__AIM OF THE TASK__:
Set down everything in the Vertex AI quality control article from "In this blog" down to "quality control pipelines.", word for word.

__SOURCE TEXT__:
** Begin **

Building a Visual Quality Control solution in Google Cloud using Vertex AI

Building a Visual Quality Control solution in Google Cloud using Vertex AI

The effectiveness and efficiency of quality control processes are among the top concerns for most manufacturing companies, and are also important considerations in logistics, agriculture, and other verticals. Over the last decade, visual quality control automation using computer vision has proved to be one of the most efficient solutions for reducing quality costs and defect rates. Moreover, modern computer vision models and frameworks provide an extremely versatile platform that enables the implementation of a broad range of use cases at a relatively low cost. The cost and complexity of the implementation can be reduced even further using a specialized cloud-native service for model training and edge deployment.

In this blog post, we consider the problem of defect detection in packages on assembly and sorting lines. More specifically, we present a real-time visual quality control solution that is capable of tracking multiple objects (packages) on a line, analyzing each object, and evaluating the probability of a defect or damaged parcel. The solution was implemented using Google Cloud Platform (GCP) Vertex AI platforms and GCP AutoML services, and we have made the reference implementation available in our git repository. This implementation can be used as a starting point for developing custom visual quality control pipelines.

Figure 1. Packages moving on a sorting line – example videos.

Vertex AI for defect detection: Solution overview

Packaging defects, such as incorrect information, unclear imprints, faulty seals, and damaged parcels, are common problems in manufacturing and logistics environments. We designed a pipeline to detect various defects on the line without disrupting sorting processes. The pipeline consumes a video stream from a camera installed on a line, performs processing in four stages, and outputs an annotated video stream.

Figure 2. Solution components.

The first step in the pipeline involves preparing the video stream for analysis by parsing and selecting specific frames. The next stage uses a Vertex AI service to identify bounding boxes around parcels on the line.

When the object is identified, the anomaly detection system begins to process the frame. This involves cutting out the object using the bounding box and resizing it to a specific size. The processed image is then sent to an anomaly detection model for further analysis. In both cases, a service provided by Google Vertex AI detects parcels and identifies whether they are defective, which has proven to be effective in terms of accuracy and speed. To train the model, we used a small dataset that includes augmented examples of anomalies. The entire process, from training to inference, is referred to as the training and inference pipeline.

As a final step, we used a conventional (non-ML) computer vision algorithm to track labeled objects on the line. This approach allows for fast processing while maintaining high accuracy. The fast processing time permits the use of the model's output in real-time for monitoring purposes, in addition to automating anomaly detection processes.

Dataset overview

We used a video sample that emulates a conveyor belt with boxes moving from left to right, and some of the boxes are damaged or represent anomalous objects. This example video is 40 seconds long and contains a total of 100 objects, 4 of which are anomalous. The emulation of the process line enabled us to select the preferred number of objects to track in a single frame, the speed of the conveyor belt, and lights, among other elements.

Figure 3. A sample from the input video.

Visual inspection AI solution implementation details


As previously mentioned, we created two ML models to achieve our objectives: an object detection model and an image classification model (both of which are powered by the Google Vertex AI AutoML service). Such an approach requires very little machine learning expertise to train, and the process is very simple. One of the most important requirements of the dataset is that it contains representative examples of anomalies and regular instances. After the dataset has been prepared, the remaining procedures are completed with a minimal amount of code.

** End **

__STORED DATA__:

** Begin **

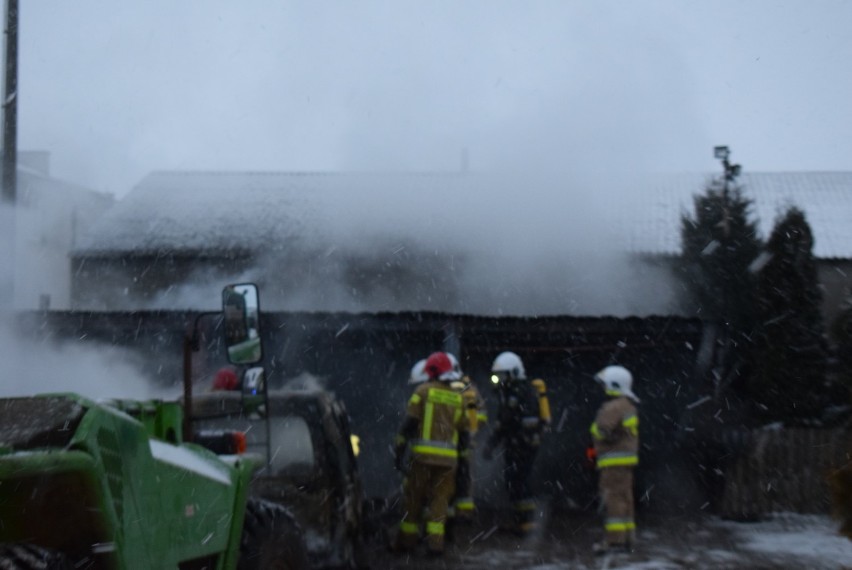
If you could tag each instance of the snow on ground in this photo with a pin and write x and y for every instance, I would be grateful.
(780, 542)
(804, 541)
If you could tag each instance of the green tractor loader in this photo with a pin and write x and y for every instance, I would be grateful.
(123, 485)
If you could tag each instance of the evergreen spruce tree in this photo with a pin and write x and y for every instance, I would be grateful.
(790, 377)
(719, 241)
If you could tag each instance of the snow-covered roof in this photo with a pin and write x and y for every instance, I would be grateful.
(195, 212)
(825, 197)
(508, 244)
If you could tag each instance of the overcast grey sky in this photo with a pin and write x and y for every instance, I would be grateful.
(116, 89)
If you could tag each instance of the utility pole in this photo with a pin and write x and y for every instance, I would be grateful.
(8, 225)
(10, 106)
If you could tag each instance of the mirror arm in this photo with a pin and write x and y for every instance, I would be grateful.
(191, 343)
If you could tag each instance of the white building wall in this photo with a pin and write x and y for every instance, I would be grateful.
(49, 218)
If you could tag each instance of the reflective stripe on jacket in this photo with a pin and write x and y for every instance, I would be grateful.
(615, 433)
(441, 416)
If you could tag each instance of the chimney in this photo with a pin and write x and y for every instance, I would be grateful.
(38, 160)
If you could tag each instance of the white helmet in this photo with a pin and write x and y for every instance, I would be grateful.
(455, 373)
(510, 364)
(617, 381)
(418, 373)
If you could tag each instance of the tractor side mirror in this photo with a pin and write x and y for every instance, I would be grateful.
(241, 313)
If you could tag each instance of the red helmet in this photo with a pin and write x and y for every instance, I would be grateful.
(226, 379)
(437, 365)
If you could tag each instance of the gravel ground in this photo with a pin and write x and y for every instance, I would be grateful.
(664, 542)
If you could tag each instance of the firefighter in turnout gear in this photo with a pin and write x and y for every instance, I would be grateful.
(462, 506)
(615, 433)
(437, 431)
(518, 428)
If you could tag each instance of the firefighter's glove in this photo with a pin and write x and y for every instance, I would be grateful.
(399, 458)
(591, 456)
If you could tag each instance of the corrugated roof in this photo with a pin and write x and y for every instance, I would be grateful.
(215, 211)
(825, 197)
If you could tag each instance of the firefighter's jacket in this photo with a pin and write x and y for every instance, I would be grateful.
(473, 404)
(615, 433)
(436, 427)
(519, 421)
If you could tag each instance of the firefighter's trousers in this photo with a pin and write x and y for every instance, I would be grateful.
(429, 486)
(519, 464)
(463, 504)
(616, 490)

** End **

__REPLY__:
In this blog post, we consider the problem of defect detection in packages on assembly and sorting lines. More specifically, we present a real-time visual quality control solution that is capable of tracking multiple objects (packages) on a line, analyzing each object, and evaluating the probability of a defect or damaged parcel. The solution was implemented using Google Cloud Platform (GCP) Vertex AI platforms and GCP AutoML services, and we have made the reference implementation available in our git repository. This implementation can be used as a starting point for developing custom visual quality control pipelines.